CHALLENGE 1:
Answer these questions about the forum thread, one per line:
(a) What is the title of the book by the founder of Patagonia?
(b) From the points the commenter says stayed with them, what is the product of a large publicly traded company?
(c) Which rewrite did the interviewers ask Rob about?

DOCUMENT EXCERPT:

If you go to a fast food chain, and go to an organic shop, the difference in
the look of the customers is drastic. You might be getting your food quicker,
maybe even cheaper, but you end up losing out at the end.

------
ianterrell
The founder of Patagonia, Yvon Chouinard, writes about a related topic on the
supply side in his book, "Let My People Go Surfing." The way he phrases it is,
"What is the company's real product?" and he defines product as that which the
company makes its decisions around.

Some of it is a little simplistic, but the points that have stayed with me are
1) the product of a large publicly traded company is its stock price, and 2)
the product of a small scrappy start up is the start up itself.

------
lrobb
_Do you really need to write up a whole framework of code to justify the price
you put on a site? Not at all! They're not paying you to write code: they're
paying you to get them a result._

This. I'm reminded of the post by Rob about his startup acquisition... The
interviewers were asking him why he didn't rewrite a site written in classic
ASP to node.js/mongo... Completely missing the point that the code behind the
button made absolutely no difference in the sale or functionality of the
product.

CHALLENGE 2: Please report how many lines of the rows below contain the string "face", with case counting. Give only the number.

PROVIDED MATERIAL:
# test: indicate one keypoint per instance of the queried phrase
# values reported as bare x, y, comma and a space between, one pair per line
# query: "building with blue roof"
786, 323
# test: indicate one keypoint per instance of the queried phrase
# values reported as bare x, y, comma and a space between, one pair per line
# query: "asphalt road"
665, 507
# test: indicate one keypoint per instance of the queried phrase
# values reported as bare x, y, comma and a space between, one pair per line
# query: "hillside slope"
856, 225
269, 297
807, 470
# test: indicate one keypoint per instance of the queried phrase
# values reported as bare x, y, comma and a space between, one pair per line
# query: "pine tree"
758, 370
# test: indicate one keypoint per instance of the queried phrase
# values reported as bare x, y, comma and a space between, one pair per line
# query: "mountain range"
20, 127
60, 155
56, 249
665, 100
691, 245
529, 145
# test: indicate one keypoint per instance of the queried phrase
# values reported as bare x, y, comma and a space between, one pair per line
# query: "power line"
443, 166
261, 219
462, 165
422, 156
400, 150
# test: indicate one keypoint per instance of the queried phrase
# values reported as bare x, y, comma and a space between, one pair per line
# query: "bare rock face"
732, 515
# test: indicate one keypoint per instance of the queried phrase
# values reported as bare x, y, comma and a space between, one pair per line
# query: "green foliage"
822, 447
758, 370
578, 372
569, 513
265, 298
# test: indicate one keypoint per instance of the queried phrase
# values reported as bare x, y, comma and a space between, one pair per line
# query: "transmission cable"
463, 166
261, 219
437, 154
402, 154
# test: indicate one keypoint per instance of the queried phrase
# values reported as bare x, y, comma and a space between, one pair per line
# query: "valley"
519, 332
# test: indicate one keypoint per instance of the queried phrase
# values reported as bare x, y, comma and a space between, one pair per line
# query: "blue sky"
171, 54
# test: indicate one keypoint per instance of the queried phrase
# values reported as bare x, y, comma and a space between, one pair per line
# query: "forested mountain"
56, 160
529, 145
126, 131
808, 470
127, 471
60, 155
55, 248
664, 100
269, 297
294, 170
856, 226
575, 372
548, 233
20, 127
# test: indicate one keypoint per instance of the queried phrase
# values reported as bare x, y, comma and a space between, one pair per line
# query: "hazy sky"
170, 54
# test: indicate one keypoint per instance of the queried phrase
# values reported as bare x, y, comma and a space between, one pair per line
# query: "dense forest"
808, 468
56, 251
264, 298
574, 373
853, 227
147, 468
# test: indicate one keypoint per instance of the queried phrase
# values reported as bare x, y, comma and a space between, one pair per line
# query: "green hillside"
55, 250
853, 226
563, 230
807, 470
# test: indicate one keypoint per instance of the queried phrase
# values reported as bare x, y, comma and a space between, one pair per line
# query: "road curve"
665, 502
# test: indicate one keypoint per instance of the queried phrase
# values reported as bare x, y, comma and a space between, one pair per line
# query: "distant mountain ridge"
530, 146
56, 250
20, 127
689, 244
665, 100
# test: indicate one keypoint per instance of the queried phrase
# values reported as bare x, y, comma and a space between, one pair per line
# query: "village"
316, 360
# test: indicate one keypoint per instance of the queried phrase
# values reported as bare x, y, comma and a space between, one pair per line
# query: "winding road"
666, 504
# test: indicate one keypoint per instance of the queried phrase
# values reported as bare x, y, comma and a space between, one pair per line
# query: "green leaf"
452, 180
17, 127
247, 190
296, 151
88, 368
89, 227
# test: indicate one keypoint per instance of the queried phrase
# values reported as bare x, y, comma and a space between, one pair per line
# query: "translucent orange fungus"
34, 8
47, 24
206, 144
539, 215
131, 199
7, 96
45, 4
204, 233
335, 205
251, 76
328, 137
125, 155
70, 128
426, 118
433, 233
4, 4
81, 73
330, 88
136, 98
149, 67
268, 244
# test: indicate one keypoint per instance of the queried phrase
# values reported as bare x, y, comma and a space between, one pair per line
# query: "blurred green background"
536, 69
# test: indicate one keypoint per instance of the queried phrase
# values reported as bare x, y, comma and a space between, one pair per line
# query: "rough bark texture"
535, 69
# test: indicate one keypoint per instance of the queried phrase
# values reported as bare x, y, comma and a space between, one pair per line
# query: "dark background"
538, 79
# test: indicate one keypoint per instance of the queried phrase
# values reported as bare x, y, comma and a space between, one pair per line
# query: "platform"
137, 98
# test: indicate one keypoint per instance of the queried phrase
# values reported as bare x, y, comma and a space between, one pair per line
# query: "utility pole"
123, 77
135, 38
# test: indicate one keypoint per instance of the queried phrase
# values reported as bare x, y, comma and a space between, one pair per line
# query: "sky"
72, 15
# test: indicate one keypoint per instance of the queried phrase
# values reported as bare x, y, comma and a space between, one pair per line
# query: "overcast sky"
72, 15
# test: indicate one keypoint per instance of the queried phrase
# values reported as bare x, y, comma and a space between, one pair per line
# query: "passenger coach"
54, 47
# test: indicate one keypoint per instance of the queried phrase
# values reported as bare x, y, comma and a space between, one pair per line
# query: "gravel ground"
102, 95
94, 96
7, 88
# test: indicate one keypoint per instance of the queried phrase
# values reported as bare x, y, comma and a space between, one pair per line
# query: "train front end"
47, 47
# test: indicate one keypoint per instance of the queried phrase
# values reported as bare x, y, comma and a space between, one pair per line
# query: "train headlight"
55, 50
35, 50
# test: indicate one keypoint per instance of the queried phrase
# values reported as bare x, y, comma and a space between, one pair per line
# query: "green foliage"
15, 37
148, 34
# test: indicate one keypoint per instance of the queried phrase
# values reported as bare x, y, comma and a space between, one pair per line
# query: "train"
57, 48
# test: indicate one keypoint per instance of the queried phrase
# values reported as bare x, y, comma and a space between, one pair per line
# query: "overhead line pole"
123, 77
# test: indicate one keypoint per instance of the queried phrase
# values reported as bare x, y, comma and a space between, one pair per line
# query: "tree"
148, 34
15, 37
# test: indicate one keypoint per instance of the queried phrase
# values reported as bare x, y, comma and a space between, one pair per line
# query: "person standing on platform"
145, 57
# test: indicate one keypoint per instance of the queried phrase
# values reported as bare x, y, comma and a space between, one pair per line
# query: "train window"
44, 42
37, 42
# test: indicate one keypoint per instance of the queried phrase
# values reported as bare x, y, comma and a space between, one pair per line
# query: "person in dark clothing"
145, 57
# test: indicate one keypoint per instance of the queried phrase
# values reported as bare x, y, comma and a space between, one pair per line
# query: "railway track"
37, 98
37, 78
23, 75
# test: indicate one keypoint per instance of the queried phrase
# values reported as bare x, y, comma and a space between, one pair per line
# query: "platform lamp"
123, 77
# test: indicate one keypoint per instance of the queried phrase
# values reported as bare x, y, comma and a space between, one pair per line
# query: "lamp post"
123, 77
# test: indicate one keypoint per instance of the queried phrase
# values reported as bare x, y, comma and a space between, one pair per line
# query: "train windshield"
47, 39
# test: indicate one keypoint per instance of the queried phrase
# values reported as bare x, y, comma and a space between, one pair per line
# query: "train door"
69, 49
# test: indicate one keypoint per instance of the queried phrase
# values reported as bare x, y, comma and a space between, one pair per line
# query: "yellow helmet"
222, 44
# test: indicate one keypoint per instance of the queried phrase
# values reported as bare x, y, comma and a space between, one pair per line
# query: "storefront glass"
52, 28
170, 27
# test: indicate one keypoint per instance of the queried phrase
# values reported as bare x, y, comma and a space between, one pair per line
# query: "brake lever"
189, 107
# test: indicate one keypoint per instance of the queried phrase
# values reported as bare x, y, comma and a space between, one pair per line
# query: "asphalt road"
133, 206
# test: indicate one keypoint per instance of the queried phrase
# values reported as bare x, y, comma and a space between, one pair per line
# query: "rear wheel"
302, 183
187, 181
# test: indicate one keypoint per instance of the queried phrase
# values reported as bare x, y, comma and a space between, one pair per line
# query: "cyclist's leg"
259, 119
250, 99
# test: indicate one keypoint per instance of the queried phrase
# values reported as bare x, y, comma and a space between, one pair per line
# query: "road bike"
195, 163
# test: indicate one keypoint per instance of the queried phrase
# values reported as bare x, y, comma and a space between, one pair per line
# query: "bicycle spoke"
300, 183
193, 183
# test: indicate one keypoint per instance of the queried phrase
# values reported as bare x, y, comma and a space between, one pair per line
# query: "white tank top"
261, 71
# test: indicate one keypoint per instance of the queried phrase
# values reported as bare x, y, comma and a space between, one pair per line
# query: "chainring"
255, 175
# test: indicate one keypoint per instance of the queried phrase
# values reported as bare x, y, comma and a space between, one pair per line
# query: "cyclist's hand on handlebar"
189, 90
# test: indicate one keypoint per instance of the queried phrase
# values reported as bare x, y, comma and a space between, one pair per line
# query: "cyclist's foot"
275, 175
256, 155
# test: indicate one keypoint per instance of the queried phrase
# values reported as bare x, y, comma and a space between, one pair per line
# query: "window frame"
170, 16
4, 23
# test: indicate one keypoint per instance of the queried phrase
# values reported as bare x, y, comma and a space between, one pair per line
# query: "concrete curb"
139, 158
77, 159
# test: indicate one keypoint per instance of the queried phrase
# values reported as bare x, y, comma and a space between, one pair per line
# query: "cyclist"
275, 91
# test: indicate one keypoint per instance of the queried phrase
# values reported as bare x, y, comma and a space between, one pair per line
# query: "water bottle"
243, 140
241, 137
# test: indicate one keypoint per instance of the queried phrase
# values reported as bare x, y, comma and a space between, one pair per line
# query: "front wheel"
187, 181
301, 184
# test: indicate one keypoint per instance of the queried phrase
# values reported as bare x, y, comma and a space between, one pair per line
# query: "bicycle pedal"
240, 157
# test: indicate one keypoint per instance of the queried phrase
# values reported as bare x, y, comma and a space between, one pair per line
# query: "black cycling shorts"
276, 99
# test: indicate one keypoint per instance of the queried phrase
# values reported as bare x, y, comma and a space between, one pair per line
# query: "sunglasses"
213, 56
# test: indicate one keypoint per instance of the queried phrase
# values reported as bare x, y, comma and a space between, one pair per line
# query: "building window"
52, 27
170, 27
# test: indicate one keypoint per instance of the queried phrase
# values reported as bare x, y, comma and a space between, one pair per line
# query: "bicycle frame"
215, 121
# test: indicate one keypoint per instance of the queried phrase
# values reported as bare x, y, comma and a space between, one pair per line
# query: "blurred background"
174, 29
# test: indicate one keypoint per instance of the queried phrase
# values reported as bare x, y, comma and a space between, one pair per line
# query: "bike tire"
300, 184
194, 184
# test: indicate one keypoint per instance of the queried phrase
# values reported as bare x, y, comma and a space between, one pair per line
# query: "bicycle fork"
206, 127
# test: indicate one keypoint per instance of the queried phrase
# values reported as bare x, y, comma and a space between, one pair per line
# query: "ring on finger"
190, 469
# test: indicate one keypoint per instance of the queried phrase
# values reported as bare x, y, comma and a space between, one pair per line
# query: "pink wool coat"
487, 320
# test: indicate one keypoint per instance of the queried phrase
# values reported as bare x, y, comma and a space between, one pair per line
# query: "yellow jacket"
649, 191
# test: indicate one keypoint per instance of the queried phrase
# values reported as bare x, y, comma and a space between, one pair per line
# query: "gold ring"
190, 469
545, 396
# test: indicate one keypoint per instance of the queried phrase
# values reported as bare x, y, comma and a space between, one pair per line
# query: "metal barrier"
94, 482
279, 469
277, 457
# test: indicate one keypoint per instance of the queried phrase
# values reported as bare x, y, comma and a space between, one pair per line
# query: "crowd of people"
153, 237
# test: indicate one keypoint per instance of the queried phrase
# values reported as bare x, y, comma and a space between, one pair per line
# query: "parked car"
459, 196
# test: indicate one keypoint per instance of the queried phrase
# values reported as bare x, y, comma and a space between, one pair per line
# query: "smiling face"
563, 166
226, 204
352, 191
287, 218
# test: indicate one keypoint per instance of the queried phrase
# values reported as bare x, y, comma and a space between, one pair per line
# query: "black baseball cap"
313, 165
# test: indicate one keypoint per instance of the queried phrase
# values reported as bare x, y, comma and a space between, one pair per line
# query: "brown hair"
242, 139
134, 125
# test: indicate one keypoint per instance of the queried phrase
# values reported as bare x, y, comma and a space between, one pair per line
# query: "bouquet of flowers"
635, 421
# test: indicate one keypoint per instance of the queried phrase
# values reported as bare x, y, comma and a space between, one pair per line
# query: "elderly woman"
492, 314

OUTPUT 1:
(a) "Let My People Go Surfing."
(b) Its stock price.
(c) Why he didn't rewrite a site written in classic ASP to node.js/mongo.

OUTPUT 2: 2